# [Prompt 1]
In the passage on FOXP1 in familial breast cancer, what share of BRCA1 associated tumours is reported to express ERβ?
# [Prompt 2]
Resume the passage on FOXP1 in familial breast cancer, picking up right after its last sentence.

# [Reading text]
>>>>
We and others have been looking for other potential targets in basal-like BRCA1 tumours, since unlike other subtypes of breast cancer, BRCA1 associated tumours may be resistant to conventional hormonal and chemotherapeutic regimens.5 This may be in part due to their enhanced hypoxic drive.6 However, during our investigations in familial breast cancer phenotypes, we noted that ERβ is expressed in ∼20% of BRCA1 associated tumours and that cytoplasmic ERβ expression is associated with a shorter survival (M Rayoo, personal communication, 25 May 2009). This suggests that a significant proportion of BRCA1 associated tumours may benefit from hormonal agents such as aromatase inhibitors. Furthermore, we had noted in sporadic breast cancers a significant correlation between both ERα and ERβ, with FOXP1.7 8 FOXP1 is a member of the winged helix or forkhead group of transcriptional factors that have roles in cell proliferation, differentiation, chromatin remodelling, mitotic programme and neoplastic transformation.9 Our studies have demonstrated that FOXP1 expression is most closely related to nuclear ERβ, rather than ERα expression.8 Since recent studies have suggested that FOXP1 is a tumour suppressor gene, we have investigated the role of FOXP1 in hereditary breast tumours. Our aims were to: (1) determine the frequency and pattern of expression of FOXP1 in familial breast cancers; (2) assess the relationship between FOXP1 and different genotypes; and (3) explore for associations between FOXP1 expression, clinicopathological parameters and survival in familial breast cancer.
<<<<
# [Saved data entries]
>>>>
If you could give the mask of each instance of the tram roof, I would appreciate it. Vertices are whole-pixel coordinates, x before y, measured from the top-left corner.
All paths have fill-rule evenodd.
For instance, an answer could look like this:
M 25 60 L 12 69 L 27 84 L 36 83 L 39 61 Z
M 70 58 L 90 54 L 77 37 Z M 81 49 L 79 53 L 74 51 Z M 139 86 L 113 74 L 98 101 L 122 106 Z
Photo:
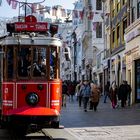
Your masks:
M 7 36 L 0 41 L 0 45 L 32 45 L 32 46 L 62 46 L 62 41 L 55 37 L 37 36 L 29 37 L 26 35 Z

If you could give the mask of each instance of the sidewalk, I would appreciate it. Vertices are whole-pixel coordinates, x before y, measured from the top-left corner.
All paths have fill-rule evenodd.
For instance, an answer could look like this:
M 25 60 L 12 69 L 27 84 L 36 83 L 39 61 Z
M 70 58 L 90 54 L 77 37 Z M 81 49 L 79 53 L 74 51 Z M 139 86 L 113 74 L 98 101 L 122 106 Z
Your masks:
M 61 124 L 78 140 L 139 140 L 140 104 L 112 109 L 102 96 L 97 112 L 84 112 L 76 100 L 68 101 L 62 108 Z

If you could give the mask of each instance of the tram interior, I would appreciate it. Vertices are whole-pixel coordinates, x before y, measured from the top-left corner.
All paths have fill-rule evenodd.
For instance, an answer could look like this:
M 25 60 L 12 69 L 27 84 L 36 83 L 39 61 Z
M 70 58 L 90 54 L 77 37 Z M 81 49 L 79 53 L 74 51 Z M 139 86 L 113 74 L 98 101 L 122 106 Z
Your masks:
M 4 61 L 7 79 L 55 79 L 58 66 L 55 47 L 12 47 L 8 46 Z M 7 73 L 7 74 L 6 74 Z

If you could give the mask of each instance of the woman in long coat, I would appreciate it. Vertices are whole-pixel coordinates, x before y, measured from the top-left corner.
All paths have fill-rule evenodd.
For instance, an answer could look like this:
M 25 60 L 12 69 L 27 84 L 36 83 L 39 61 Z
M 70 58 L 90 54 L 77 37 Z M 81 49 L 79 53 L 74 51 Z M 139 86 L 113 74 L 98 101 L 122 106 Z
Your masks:
M 99 99 L 101 95 L 101 91 L 99 87 L 95 84 L 91 84 L 91 100 L 90 100 L 90 110 L 94 108 L 94 111 L 97 111 L 97 106 L 99 104 Z

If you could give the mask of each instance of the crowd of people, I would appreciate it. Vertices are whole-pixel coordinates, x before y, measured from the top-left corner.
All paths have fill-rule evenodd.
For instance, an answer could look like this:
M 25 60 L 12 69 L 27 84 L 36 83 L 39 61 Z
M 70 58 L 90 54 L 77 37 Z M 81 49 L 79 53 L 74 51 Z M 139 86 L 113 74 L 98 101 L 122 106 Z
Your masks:
M 115 81 L 111 84 L 108 81 L 103 89 L 104 90 L 102 91 L 101 86 L 89 82 L 88 80 L 77 83 L 63 81 L 62 106 L 66 107 L 67 97 L 69 97 L 69 101 L 73 102 L 73 97 L 76 96 L 79 107 L 83 106 L 85 112 L 87 112 L 88 109 L 97 111 L 102 92 L 104 93 L 104 103 L 106 103 L 108 98 L 113 109 L 117 108 L 119 103 L 122 108 L 126 105 L 130 106 L 131 87 L 127 81 L 123 81 L 119 87 L 116 85 Z

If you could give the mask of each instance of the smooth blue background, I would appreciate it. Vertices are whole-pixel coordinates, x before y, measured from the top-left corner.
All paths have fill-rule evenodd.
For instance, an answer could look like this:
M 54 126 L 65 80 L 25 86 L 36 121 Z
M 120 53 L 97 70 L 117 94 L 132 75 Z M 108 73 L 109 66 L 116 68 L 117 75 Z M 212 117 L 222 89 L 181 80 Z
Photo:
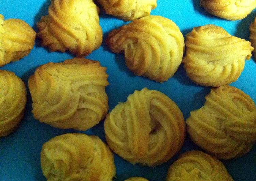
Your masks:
<<<<
# [Exercise result 1]
About 20% of them.

# [Exercise result 2]
Methods

Patients and tumour tissue microarrays

Familial breast carcinomas from female patients were retrospectively collected from kConFab between 1980 and 2005. The classification of BRCA1 and BRCA2 mutations was performed according to designations listed on the kConFab website (www.kconfab.org). The BRCAX breast cancers were defined by familial breast cancer in families without a known BRCA1 and BRCA2 pathogenic mutation, meeting kConFab category 1 and 1B eligibility criteria.

Table 1 lists the flow of patients through the study according to the REMARK criteria.10 Of the 147 cases, 8 were excluded due to lack of tissue for array construction and 13 were excluded due to the absence of tumour on the array. The final cohort was composed of 126 cases (35BRCA1, 34BRCA2 and 57 BRCAX cases). Of the 126 samples, 119 cases had survival data available and 99 had survival data plus the full complement of ER, PgR, HER2, CK5/6 and epidermal growth factor receptor (EGFR) staining.

Table 1

Flow of familial breast cancer patients through the study, according to REMARK criteria10

These were compared with a cohort of 99 sporadic cancers, matched for age and intrinsic subtype, collected from the John Radcliffe Hospital, Oxford, UK. The median ages for the familial and sporadic cohorts were 47.1 and 47.0 years, respectively. This study has ethics committee approvals (01/38 and JR C02.216).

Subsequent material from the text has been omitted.